## [Page]

::::::::

I’m saving shumai production for another day; perhaps one where there’s less laundry and weeding, errands to run for Grandma and spreadsheets to populate for work. Side note—anyone up for an afternoon dim sum run?

Buttermilk Pea Soup with Chinese Chives

Serves 8

Fresh favas or field peas would be mah-valous; just blanch them until tender and puree with the stock, buttermilk and chives. If you can’t find Chinese chives, use a combo of regular chives and spinach.

2 tablespoon olive oil
1 small yellow or sweet onion, chopped
1 small head garlic, chopped
1 pound split peas
2 quarts chicken stock, vegetable stock or water
2 bay leaves
2 cup Chinese chives, cut into 1-inch lengths (plus extra for garnish)
2 cups buttermilk
Salt to taste

Heat 1 tablespoon of the olive oil in a Dutch oven or large pot over medium heat. Add the onion and garlic and sweat for 10 minutes, until translucent. Add the peas and stock (or water), bay leaves and bring to a boil. Reduce the heat to low and simmer for 1½-2 hours, until the peas are completely tender and the soup is thickened; remove from the heat and pull out the bay leaves.

Heat the remaining olive oil in a skillet over high heat. Add the chives and sauté for 2-3 minutes, until bright green and tender. Add the chives and buttermilk to the pea soup, stirring to combine.

Puree the pea soup in batches, until completely smooth. Stir all the soup together adjusting the consistency with water if too thick and add salt to taste. Serve hot or chilled, garnished with a swirl of buttermilk and chopped chives.

::::::::

## [Stated exercise 1]
Rewrite the pea soup recipe from "Heat the remaining" to "stirring to combine.", replacing "skillet" with "frying pan".

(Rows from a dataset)
::::::::

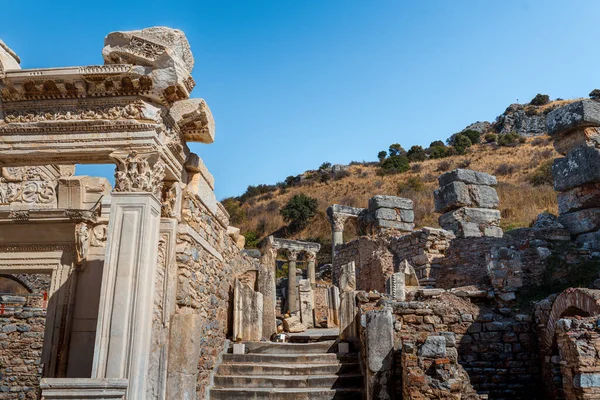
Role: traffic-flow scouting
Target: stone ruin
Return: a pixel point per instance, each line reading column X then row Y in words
column 133, row 291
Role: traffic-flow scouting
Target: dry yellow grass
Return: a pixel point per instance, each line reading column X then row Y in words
column 520, row 202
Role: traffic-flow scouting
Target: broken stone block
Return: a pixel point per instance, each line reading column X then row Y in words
column 162, row 54
column 381, row 201
column 586, row 196
column 578, row 168
column 576, row 115
column 467, row 176
column 195, row 120
column 434, row 347
column 293, row 325
column 459, row 194
column 589, row 137
column 582, row 221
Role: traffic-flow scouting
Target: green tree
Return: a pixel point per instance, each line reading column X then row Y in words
column 299, row 211
column 416, row 153
column 396, row 150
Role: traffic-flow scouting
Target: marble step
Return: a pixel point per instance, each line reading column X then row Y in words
column 329, row 346
column 285, row 394
column 245, row 369
column 289, row 381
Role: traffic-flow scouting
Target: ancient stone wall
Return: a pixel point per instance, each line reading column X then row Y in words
column 208, row 262
column 22, row 324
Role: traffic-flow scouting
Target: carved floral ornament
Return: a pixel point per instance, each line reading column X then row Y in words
column 139, row 172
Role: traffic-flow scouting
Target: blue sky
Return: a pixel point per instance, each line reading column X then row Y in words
column 293, row 84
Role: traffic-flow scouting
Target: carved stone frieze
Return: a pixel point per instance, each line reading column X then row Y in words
column 139, row 172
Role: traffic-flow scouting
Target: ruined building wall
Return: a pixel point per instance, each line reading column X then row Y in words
column 208, row 261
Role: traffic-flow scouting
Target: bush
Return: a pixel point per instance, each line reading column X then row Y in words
column 505, row 169
column 540, row 100
column 416, row 153
column 413, row 183
column 490, row 137
column 474, row 136
column 509, row 139
column 443, row 166
column 395, row 164
column 543, row 175
column 299, row 211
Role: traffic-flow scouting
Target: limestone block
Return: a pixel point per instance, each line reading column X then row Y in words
column 434, row 347
column 162, row 54
column 586, row 196
column 459, row 194
column 348, row 316
column 194, row 119
column 579, row 167
column 348, row 277
column 467, row 176
column 576, row 115
column 381, row 201
column 293, row 325
column 582, row 221
column 8, row 59
column 589, row 137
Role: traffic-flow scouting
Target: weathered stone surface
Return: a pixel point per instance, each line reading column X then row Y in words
column 579, row 167
column 467, row 176
column 195, row 120
column 586, row 196
column 589, row 137
column 293, row 325
column 579, row 114
column 381, row 201
column 434, row 347
column 582, row 221
column 458, row 194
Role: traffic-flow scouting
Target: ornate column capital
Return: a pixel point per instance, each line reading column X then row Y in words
column 292, row 255
column 139, row 172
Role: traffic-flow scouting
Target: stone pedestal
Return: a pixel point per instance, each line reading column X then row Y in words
column 124, row 326
column 83, row 389
column 306, row 303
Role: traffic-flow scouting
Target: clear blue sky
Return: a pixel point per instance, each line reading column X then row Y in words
column 293, row 84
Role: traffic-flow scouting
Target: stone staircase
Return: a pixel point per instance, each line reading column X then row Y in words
column 282, row 371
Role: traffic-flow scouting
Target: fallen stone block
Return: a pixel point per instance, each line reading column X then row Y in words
column 578, row 168
column 467, row 176
column 381, row 201
column 582, row 221
column 581, row 197
column 459, row 194
column 293, row 325
column 576, row 115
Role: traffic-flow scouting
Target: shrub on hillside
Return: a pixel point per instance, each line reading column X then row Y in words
column 416, row 153
column 540, row 100
column 490, row 137
column 543, row 175
column 395, row 164
column 299, row 211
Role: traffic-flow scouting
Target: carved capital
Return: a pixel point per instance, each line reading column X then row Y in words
column 139, row 172
column 292, row 255
column 337, row 222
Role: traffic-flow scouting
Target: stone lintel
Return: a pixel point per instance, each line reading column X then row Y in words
column 580, row 114
column 83, row 388
column 295, row 245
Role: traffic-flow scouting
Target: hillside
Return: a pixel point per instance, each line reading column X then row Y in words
column 514, row 166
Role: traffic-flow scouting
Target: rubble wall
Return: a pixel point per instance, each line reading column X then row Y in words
column 208, row 261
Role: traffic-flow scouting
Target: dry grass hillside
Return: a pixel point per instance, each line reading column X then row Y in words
column 520, row 201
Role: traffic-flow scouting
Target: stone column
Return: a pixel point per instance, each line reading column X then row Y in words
column 311, row 259
column 124, row 328
column 292, row 284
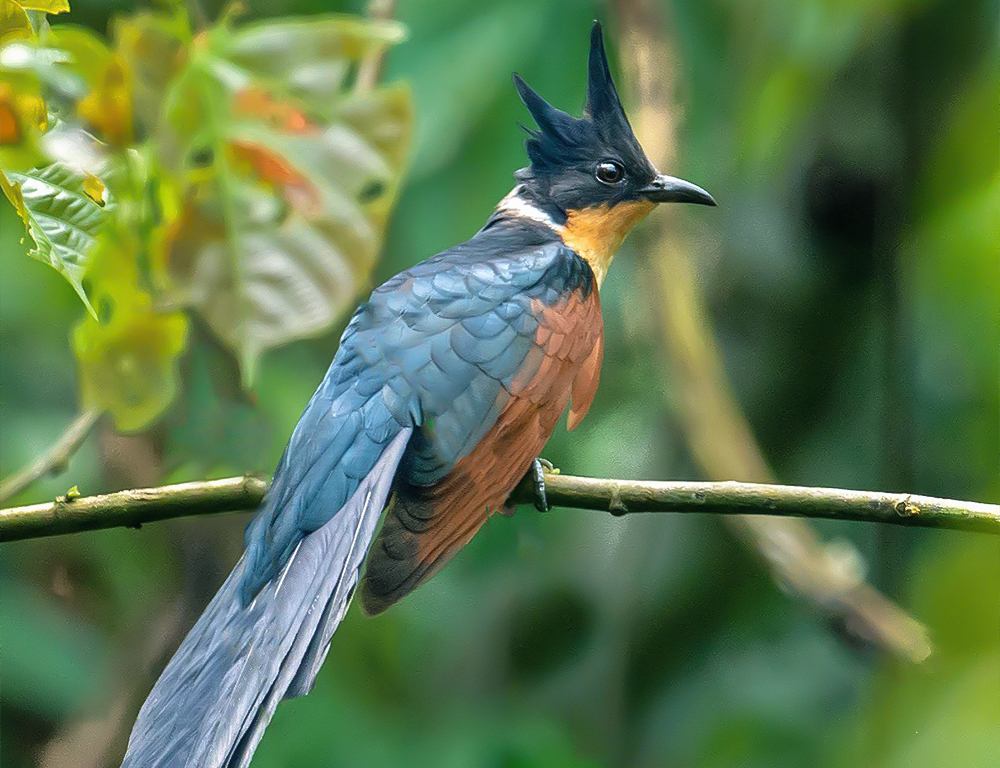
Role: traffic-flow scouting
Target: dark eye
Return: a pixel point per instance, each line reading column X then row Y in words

::::::::

## [Stated exercise 2]
Count the lines in the records that contain the string "capital", and reply with the number alone.

## [Problem solution 1]
Heat the remaining olive oil in a frying pan over high heat. Add the chives and sauté for 2-3 minutes, until bright green and tender. Add the chives and buttermilk to the pea soup, stirring to combine.

## [Problem solution 2]
2